▸ **How to complete this task**:
Any image found in the entries is to be skipped; the rest is returned word for word.

▸ **Given information**:
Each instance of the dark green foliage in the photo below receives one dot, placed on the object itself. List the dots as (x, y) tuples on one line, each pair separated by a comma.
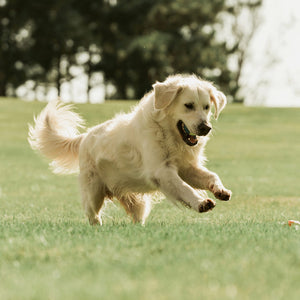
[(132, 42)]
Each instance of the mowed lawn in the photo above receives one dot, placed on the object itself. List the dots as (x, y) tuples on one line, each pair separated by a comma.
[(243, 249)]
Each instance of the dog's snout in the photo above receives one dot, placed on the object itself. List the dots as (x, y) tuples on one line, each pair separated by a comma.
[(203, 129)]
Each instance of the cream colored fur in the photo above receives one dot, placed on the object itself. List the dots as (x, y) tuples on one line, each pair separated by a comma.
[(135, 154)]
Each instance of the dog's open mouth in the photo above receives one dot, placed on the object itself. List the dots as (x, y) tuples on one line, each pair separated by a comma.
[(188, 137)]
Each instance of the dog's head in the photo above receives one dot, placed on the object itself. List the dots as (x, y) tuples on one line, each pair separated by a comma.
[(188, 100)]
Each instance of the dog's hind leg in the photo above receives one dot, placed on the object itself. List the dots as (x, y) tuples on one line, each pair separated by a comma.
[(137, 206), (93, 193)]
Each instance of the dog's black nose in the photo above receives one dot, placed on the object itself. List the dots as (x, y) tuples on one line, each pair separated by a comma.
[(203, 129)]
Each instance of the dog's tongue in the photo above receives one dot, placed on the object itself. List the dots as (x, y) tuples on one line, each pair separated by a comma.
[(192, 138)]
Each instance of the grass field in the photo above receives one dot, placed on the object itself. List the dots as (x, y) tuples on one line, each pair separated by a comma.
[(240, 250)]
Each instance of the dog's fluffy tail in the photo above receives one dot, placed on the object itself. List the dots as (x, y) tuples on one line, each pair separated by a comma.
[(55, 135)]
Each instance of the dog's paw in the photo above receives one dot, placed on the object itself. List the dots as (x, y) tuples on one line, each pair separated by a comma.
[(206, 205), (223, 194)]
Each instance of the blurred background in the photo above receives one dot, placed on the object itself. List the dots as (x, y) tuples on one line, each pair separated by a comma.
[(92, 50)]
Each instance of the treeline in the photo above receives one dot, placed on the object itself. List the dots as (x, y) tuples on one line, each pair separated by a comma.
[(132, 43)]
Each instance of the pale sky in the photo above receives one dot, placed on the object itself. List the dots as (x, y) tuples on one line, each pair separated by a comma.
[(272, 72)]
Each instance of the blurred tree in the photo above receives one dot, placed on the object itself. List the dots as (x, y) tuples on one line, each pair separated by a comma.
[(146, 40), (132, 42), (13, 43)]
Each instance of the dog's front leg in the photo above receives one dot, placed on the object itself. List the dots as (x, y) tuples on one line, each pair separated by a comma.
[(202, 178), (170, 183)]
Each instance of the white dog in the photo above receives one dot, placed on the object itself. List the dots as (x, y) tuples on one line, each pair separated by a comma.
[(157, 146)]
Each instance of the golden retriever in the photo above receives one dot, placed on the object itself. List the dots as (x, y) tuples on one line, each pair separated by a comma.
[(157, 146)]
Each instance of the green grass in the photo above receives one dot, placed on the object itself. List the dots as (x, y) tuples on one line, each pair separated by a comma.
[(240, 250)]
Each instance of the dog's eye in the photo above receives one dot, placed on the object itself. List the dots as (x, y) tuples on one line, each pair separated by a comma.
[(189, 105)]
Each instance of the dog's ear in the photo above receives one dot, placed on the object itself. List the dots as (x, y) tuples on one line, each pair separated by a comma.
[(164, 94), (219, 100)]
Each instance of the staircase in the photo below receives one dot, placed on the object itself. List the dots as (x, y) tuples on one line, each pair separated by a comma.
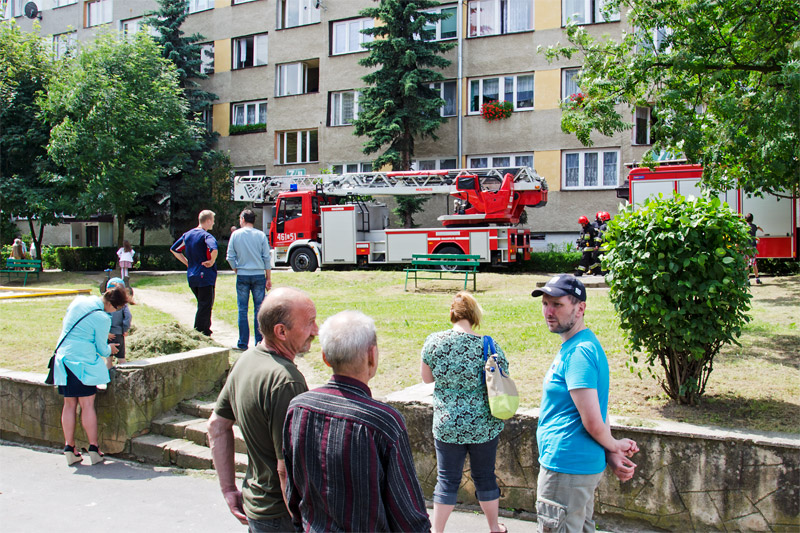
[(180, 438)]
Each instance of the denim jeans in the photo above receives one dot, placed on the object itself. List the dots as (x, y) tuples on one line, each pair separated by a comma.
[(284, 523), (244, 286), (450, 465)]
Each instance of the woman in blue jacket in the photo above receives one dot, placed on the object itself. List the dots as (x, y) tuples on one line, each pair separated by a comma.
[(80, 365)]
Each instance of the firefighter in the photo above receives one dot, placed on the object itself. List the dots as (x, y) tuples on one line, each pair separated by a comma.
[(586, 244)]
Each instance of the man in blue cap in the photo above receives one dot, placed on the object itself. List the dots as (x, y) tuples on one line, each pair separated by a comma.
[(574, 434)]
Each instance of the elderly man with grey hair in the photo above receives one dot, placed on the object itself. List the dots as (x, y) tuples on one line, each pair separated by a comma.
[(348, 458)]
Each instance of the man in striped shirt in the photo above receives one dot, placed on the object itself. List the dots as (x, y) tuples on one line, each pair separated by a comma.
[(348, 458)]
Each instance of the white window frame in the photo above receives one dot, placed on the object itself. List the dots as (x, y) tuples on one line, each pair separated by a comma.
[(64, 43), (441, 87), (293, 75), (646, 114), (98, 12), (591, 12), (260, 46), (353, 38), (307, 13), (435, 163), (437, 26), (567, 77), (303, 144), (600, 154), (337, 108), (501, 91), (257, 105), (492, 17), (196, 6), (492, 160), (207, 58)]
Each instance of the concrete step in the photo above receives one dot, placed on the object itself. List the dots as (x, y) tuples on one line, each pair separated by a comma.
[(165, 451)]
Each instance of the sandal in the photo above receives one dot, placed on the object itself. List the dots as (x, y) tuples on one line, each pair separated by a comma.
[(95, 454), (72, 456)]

▸ **Response to the task**:
Each instance of the dark green foliage in the photo below receives one dot, placed on the object itself. List the dots as (x, y) tuples on one line, each pair separated by a comma.
[(132, 42)]
Each instance of the mowed lawn in the photo above receives one dot, placed on the object itself. List the dots as (x, y) tuples on one line, each pair separated by a comma.
[(243, 249)]
Each instance of the dog's snout in the photo above receives one dot, placed on the object itself. List the dots as (x, y) tuples on one line, each pair separated by a comma.
[(203, 129)]
Each instance of the cream colored fur in the photo above receives one dot, placed on the object itself. List the dots as (x, y) tuples on one line, each pair separated by a comma.
[(135, 154)]
Each instance of the dog's open mouth in the photo above receives one dot, placed on the object itself. List the dots as (x, y) tuples on one line, each pair separated by a comma.
[(188, 137)]
Each instance of the dog's head in the photo above receives one dot, placed on the object itself. List the dots as (x, y) tuples on one line, each pair separated by a comma.
[(188, 100)]
Each instance of the dog's hind leg in the photo above receives one dot, placed on the object itself. List the dots as (x, y) tuples on one line, each pair separated by a comma.
[(137, 206), (93, 193)]
Each instance of the dog's black nose in the photo above receives one dot, placed on the object itself. List the dots as (x, y) tuples on one line, each pair separated by a comma.
[(203, 129)]
Each instance of the dog's tongue in the photo above receives one dot, placed on the object itself. List the dots as (x, y) tuples on one line, each pair separated by a comma.
[(192, 138)]
Each instance of the grass field in the photo above receives one dot, placed on the object itself. List the dots as (x, y) tuples on one line, each pair separated by a comma.
[(240, 250)]
Each instance of the dog's fluffy tail in the photo above receives one dot, placed on the object itself. List the dots as (x, y) tuples on one line, each pair separated by a comma.
[(55, 135)]
Each instance of the dog's paw in the photo above receives one dot, placed on the object itself. List the dots as (x, y) tuples on one line, each pair separated by a comma.
[(206, 205), (223, 194)]
Each instance of the blurred background in the photo above receives one dot, placed on the object itself. List the dots as (x, y) tuples on one line, each pair separated by a comma.
[(92, 50)]
Each instance of the treeline in the photo above receives one dot, placed on the object itself. List the dots as (x, y) tuples on one line, each pair separated by a comma.
[(132, 43)]
Each instance of the pale sky in the photo above receives one dot, placed on the object itself. List the dots as (x, y) tuples on one line, each pair separated by a comma.
[(272, 72)]
Each instance of the blurred tree in the photo above receives one dot, placed on the object itself. List the dots as (x, y) tuples on one line, each pair separated by a comma.
[(146, 40), (132, 42), (13, 43)]
Each instance of the dog's front leg in the photo above receives one dot, placed on the object itself. List the dots as (x, y) tuples on one line, each pair separated by a comma.
[(202, 178), (170, 183)]
Each instance of the white dog in the photo above receives one dot, placed on the object itself. List the dots as (x, y) tuples on one line, each pair separated by a comma.
[(157, 146)]
Each instance of the golden retriever in the photo above receives one dot, placed on the object itself. List the dots as (x, y) tuples on one line, each pair separated by a comma.
[(157, 146)]
Each instance of the green grass in the photo above receives one dot, placed on the object itself. List the dots as (x, y) tuples on one line, each pair separated by a comma.
[(240, 250)]
Each instance of the dog's eye in the photo above receives one dot, placed on the object itself. List the dots as (x, y) tuples on one line, each pair separated by a comma.
[(189, 105)]
Each instance of the dog's ear in the photo above receives one dot, placed on the object itself. List the dots as (x, y) tuples on one line, each pair separated by a comma.
[(164, 94), (219, 100)]
Each instance of the staircase in the photo below receives one dot, placed on the object itself. List the dots as (x, y) tuples on one line, each pair separated by a comma.
[(180, 438)]
Each instance of the denim jeans in the photo above receives one dot, placed on the object itself. List the dots as (x, y) tuples on one line, each pair separated by a comma.
[(284, 523), (244, 286), (450, 465)]
Each instance of the woman in blue jacket in the photo above receives one dot, placed on the object itself. List the dots as (x, y) tuples on one line, each pair separated by a comma.
[(80, 365)]
Each instance of the firefighter in the photo above receives one dot, placed on the object itself. List the dots as (x, y) tuples on one line, each pair separated by a comma.
[(586, 244)]
Each instance of the man in blue cap in the photo above receives one dot, placed on the object itself. List the dots as (x, y) tuples on one line, each pair separated by a comma.
[(574, 434)]
Each instance of the elderly man with grey hair in the photo above receives one dot, placed on the object itself. List the dots as (x, y) tuples on one line, each pair separated by a comma.
[(348, 458)]
Each instance of the man in striped shirt in the photo above receives one dot, placed on the object itself. List the dots as (x, y) tuples on one line, each pair separated by a comma.
[(348, 458)]
Each instance of the white window frame in the photo above receives one dot, placed on the object itself. List the dots as (x, y) tuples on one line, each pair separated by a comma.
[(64, 43), (441, 87), (293, 75), (646, 114), (98, 12), (591, 12), (260, 46), (353, 38), (307, 13), (435, 163), (437, 26), (567, 77), (303, 144), (600, 154), (337, 108), (501, 91), (257, 105), (492, 17), (196, 6), (492, 160), (207, 58)]
Each instance of the concrete step in the photo above receives one dot, placed on the object itself. List the dots as (x, y) tuples on one line, each pair separated by a comma.
[(165, 451)]
Each instance of the sandal in the photo above receives one dot, placed on the object itself. List the dots as (x, y) tuples on one line, each pair separated by a comma.
[(95, 454), (72, 456)]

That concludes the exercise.